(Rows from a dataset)
* * * * *

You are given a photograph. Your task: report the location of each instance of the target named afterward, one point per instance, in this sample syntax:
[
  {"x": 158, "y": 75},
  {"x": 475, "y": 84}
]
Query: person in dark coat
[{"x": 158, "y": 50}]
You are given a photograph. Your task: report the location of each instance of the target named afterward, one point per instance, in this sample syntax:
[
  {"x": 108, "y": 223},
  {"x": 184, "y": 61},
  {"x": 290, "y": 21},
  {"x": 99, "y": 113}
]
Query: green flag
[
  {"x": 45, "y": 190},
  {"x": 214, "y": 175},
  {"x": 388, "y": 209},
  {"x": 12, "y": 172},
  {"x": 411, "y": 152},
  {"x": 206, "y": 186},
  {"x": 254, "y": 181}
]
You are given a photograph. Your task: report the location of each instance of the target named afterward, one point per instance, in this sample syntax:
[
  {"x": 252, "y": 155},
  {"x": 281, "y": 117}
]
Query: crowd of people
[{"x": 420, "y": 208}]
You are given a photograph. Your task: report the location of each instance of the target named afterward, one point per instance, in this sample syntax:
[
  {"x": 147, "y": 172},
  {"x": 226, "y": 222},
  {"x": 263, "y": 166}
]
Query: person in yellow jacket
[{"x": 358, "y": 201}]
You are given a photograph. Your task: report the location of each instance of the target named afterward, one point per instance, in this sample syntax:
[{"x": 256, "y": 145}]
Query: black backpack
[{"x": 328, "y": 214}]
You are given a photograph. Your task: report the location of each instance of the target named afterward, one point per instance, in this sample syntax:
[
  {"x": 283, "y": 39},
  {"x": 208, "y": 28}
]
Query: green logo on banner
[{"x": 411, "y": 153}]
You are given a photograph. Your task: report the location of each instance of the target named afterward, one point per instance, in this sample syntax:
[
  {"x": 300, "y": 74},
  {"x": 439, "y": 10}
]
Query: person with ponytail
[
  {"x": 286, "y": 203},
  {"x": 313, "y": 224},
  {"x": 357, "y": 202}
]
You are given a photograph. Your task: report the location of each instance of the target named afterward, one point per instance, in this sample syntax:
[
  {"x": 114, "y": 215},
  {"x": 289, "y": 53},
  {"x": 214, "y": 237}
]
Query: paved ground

* * * * *

Short exercise: Provide an exact reproduction of all the entries shown above.

Exercise output:
You are given a photograph. Your task: report the location of each instance of the target named afterward, one point per instance, in this sample syntax:
[
  {"x": 158, "y": 75},
  {"x": 475, "y": 84}
]
Query: person in dark coat
[{"x": 158, "y": 50}]
You are given a photograph. Your task: report the location of each instance of the target named afterward, one point per instance, in this sample syntax:
[
  {"x": 108, "y": 223},
  {"x": 184, "y": 61},
  {"x": 290, "y": 21},
  {"x": 99, "y": 113}
]
Query: green flag
[
  {"x": 45, "y": 190},
  {"x": 214, "y": 175},
  {"x": 388, "y": 209},
  {"x": 12, "y": 172},
  {"x": 411, "y": 152},
  {"x": 206, "y": 186},
  {"x": 254, "y": 181}
]
You are given a photograph. Your task: report the location of each instance of the target named afterward, one point per instance, in this sample syntax:
[
  {"x": 252, "y": 155},
  {"x": 281, "y": 117}
]
Query: crowd of people
[{"x": 420, "y": 208}]
You are given a photograph. Your task: report the location of each instance of the target named afterward, one point per instance, in this sample syntax:
[
  {"x": 147, "y": 172},
  {"x": 226, "y": 222},
  {"x": 263, "y": 166}
]
Query: person in yellow jacket
[{"x": 358, "y": 201}]
You are given a photograph. Your task: report the location of each instance of the target named afterward, one point per instance, in this sample syntax:
[{"x": 256, "y": 145}]
Query: black backpack
[{"x": 328, "y": 214}]
You are given a photograph. Your task: report the location of each instance of the target named afterward, one point per instance, in this sample syntax:
[
  {"x": 283, "y": 39},
  {"x": 208, "y": 28}
]
Query: green logo on banner
[{"x": 411, "y": 153}]
You are given a photograph. Your task: report the location of each instance of the target named afterward, one point per instance, in this sample syntax:
[
  {"x": 300, "y": 74},
  {"x": 439, "y": 10}
]
Query: person with ponytail
[
  {"x": 286, "y": 203},
  {"x": 313, "y": 224},
  {"x": 357, "y": 202}
]
You are given a photograph. Your task: report the location of each instance of the target named afterward, one point per instance, in this sample syntax:
[
  {"x": 114, "y": 215},
  {"x": 289, "y": 53},
  {"x": 214, "y": 237}
]
Query: paved ground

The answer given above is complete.